** Listed entries follows **
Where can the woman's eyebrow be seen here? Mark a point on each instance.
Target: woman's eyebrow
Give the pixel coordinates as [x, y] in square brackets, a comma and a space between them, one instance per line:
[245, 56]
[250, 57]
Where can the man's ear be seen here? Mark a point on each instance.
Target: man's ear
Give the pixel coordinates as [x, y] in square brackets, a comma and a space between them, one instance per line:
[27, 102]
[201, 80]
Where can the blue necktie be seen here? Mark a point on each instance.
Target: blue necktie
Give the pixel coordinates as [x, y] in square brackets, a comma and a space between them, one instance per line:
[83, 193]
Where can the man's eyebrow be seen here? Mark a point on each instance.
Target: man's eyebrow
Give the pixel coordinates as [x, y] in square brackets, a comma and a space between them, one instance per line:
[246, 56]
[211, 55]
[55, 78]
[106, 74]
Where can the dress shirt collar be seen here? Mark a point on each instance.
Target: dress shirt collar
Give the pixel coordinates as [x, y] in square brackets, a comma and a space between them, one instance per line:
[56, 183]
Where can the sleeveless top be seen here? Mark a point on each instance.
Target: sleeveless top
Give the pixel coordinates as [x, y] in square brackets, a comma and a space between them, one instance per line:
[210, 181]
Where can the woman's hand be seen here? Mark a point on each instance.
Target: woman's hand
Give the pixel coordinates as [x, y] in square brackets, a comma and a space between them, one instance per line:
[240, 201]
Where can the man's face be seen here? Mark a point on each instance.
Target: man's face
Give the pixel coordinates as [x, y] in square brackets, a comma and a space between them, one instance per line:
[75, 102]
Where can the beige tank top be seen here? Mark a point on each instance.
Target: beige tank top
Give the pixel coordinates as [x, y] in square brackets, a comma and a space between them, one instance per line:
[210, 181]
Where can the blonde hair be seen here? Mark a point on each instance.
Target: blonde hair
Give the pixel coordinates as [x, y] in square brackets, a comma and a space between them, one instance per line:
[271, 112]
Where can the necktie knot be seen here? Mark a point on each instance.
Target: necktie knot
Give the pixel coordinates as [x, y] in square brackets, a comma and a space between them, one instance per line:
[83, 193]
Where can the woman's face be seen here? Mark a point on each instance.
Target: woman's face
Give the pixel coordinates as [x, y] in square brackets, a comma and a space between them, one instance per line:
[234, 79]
** End of Listed entries **
• Exercise: Please copy each line above exactly as written.

• Result of this task:
Where can the woman's eyebrow be seen here? Mark a point on each instance.
Target: woman's eyebrow
Give the pixel coordinates as [x, y] in square brackets, a comma and a space between them, one instance per line:
[245, 56]
[250, 57]
Where can the man's ear be seen here? Mark a point on each instance.
Target: man's ear
Give the pixel coordinates as [x, y] in square brackets, a comma and a space between them, one instance per line:
[27, 102]
[201, 80]
Where can the blue necktie be seen here? Mark a point on each instance.
Target: blue necktie
Give the pixel coordinates as [x, y] in square brackets, a comma and a space between them, one instance per line:
[83, 193]
Where can the man's eyebrow be seen here? Mark a point on each instance.
Target: man's eyebrow
Give the pixel coordinates as [x, y] in square brackets, a comma and a space between them, one instance per line:
[246, 56]
[211, 55]
[55, 78]
[106, 74]
Where can the dress shirt collar be seen here? Mark a point on each instance.
Target: dress shirt collar
Give the pixel coordinates as [x, y] in square brackets, a comma and a space between them, one instance per line:
[56, 183]
Where can the sleeveless top be seen here? Mark a point on each instance.
Target: sleeveless top
Give the pixel coordinates as [x, y] in square brackets, a comma and a space between them, one instance per line:
[210, 181]
Where can the woman's hand be seen here? Mark a point on each instance.
Target: woman's hand
Give the pixel coordinates as [x, y] in square brackets, a comma and a space between them, one instance per line:
[240, 201]
Where can the man's face be seen here? Mark a point on each instance.
Target: man's face
Give the pixel coordinates as [x, y] in square brackets, a comma and a space between them, one instance per line:
[75, 102]
Where can the beige tank top be seen here? Mark a point on each instance.
Target: beige tank top
Give the pixel coordinates as [x, y] in square brackets, a comma and a space between them, one instance per line:
[210, 181]
Where can the blonde hair be seen here? Mark a point on each instance.
Target: blonde hair
Give the pixel coordinates as [x, y] in square brackets, a comma and a space between them, one instance per line:
[271, 112]
Where can the necktie knot be seen here? Mark a point on each instance.
Target: necktie knot
Give the pixel coordinates as [x, y] in square brackets, a comma and a space between them, one instance per line:
[83, 193]
Where can the woman's face be seen here? Mark a point on each instance.
Target: woman's face
Give the pixel coordinates as [x, y] in square brackets, a comma and a space between them, one instance per line:
[234, 79]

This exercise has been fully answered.